#### [WHAT THE EXERCISE ASKS]
A word-for-word transcription of the records is required.

(Records excerpted from a collection)
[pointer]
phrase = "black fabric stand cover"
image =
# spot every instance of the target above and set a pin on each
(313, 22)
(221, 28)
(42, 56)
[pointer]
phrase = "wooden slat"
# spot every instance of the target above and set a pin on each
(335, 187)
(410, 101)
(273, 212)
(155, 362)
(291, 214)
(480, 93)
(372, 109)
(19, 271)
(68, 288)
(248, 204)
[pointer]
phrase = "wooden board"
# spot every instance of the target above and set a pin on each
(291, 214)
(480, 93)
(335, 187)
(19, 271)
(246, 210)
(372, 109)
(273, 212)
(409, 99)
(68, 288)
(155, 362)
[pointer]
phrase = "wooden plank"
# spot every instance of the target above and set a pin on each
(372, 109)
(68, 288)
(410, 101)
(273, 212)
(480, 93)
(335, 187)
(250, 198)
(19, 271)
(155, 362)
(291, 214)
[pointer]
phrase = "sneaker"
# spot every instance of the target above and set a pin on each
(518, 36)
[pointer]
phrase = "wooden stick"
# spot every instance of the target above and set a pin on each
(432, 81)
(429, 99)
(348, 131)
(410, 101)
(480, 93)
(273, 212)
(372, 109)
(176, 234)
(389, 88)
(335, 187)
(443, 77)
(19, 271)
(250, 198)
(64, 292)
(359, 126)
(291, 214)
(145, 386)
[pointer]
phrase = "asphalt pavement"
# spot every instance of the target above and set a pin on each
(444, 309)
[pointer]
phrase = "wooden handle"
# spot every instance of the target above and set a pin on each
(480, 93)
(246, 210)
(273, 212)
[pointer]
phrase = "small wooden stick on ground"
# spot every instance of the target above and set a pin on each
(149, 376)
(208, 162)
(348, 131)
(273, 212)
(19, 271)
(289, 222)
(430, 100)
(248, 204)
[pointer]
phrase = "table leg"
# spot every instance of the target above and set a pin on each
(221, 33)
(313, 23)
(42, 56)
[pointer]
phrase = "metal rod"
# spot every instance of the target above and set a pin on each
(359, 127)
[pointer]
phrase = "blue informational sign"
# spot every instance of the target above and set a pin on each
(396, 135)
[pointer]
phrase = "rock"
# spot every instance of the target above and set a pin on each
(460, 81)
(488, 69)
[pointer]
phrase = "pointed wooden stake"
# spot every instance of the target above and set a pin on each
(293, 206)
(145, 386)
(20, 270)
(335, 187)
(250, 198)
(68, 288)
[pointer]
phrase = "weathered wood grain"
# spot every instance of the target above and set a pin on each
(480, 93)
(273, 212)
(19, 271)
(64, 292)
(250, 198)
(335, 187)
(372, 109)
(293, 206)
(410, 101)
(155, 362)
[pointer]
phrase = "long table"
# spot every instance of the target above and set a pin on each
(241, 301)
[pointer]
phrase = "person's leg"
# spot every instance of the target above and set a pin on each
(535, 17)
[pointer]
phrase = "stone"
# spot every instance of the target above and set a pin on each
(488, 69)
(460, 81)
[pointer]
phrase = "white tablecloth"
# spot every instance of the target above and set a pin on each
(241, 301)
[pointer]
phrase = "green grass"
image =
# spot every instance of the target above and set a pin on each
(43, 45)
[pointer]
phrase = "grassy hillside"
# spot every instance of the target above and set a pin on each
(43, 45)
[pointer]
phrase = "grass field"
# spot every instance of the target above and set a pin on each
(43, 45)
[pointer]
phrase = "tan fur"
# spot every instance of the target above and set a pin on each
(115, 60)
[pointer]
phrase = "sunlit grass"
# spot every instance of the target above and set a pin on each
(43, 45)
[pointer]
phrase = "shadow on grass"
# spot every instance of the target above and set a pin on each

#### [SOLUTION FOR THIS EXERCISE]
[pointer]
phrase = "black fabric stand cover"
image =
# spot every instance of the target above and set a pin on each
(313, 22)
(221, 28)
(42, 56)
[pointer]
phrase = "wooden slat"
# spot every instance of the target above and set a pin on each
(335, 187)
(410, 101)
(273, 212)
(155, 362)
(291, 214)
(480, 93)
(372, 109)
(19, 271)
(68, 288)
(248, 204)
[pointer]
phrase = "wooden board"
# spot every instance of the target above and set a pin on each
(291, 214)
(480, 93)
(335, 187)
(19, 271)
(246, 210)
(372, 109)
(273, 212)
(409, 99)
(68, 288)
(155, 362)
[pointer]
phrase = "wooden plank"
# spot every instance of the target above and set a pin on each
(372, 109)
(68, 288)
(410, 101)
(273, 212)
(480, 93)
(335, 187)
(250, 198)
(19, 271)
(155, 362)
(291, 214)
[pointer]
phrase = "sneaker"
# spot every instance of the target above and set a pin on each
(518, 36)
[pointer]
phrase = "wooden stick"
# spot every instance of the target above and set a pin on each
(432, 81)
(429, 99)
(348, 131)
(410, 101)
(480, 93)
(273, 212)
(372, 109)
(176, 234)
(389, 88)
(335, 187)
(443, 77)
(19, 271)
(250, 198)
(64, 292)
(359, 126)
(291, 214)
(145, 386)
[pointer]
phrase = "asphalt pavement"
# spot every instance of the target above and set a pin on each
(444, 309)
[pointer]
phrase = "wooden handle"
# spot every instance of the target above and set a pin on each
(480, 93)
(246, 210)
(273, 212)
[pointer]
phrase = "small wooden stick on ground"
# spot every instance of the target above and set a pin on each
(149, 376)
(208, 162)
(348, 131)
(273, 212)
(19, 271)
(289, 222)
(430, 100)
(248, 204)
[pointer]
phrase = "table leg"
# spot every instance of the target above and set a pin on each
(221, 33)
(313, 23)
(42, 56)
[pointer]
phrase = "metal rod"
# spot every instance of the target above and set a pin on each
(359, 127)
[pointer]
phrase = "blue informational sign"
# spot every instance of the target above and set a pin on each
(396, 135)
[pointer]
phrase = "rock"
# spot every instance of the target above and set a pin on each
(460, 81)
(488, 69)
[pointer]
phrase = "pointed wooden stake"
# spot every instance of the target above and set a pin on each
(293, 206)
(145, 386)
(20, 270)
(335, 187)
(250, 198)
(68, 288)
[pointer]
phrase = "weathered wood grain"
# spot every instance of the target above and set a pin on each
(480, 93)
(273, 212)
(19, 271)
(64, 292)
(250, 198)
(335, 187)
(372, 109)
(293, 206)
(410, 101)
(155, 362)
[pointer]
phrase = "long table"
# spot every instance of the target above and set a pin on each
(241, 301)
[pointer]
phrase = "person's leg"
# spot every instance of the target above and set a pin on each
(535, 17)
[pointer]
phrase = "stone"
# spot every instance of the target above and set a pin on each
(488, 69)
(460, 81)
[pointer]
phrase = "white tablecloth"
# spot every instance of the target above and set a pin on each
(241, 301)
[pointer]
phrase = "green grass"
image =
# spot every instance of the target above and set a pin on each
(43, 45)
[pointer]
phrase = "grassy hillside"
# spot every instance of the target above and set a pin on each
(43, 45)
[pointer]
phrase = "grass field"
# spot every instance of the target above and set a pin on each
(43, 45)
[pointer]
phrase = "tan fur"
# spot every instance of the target above and set a pin on each
(115, 60)
[pointer]
phrase = "sunlit grass"
# spot every instance of the target above and set a pin on each
(43, 45)
[pointer]
phrase = "shadow on grass"
# spot every instance of the target above and set a pin on each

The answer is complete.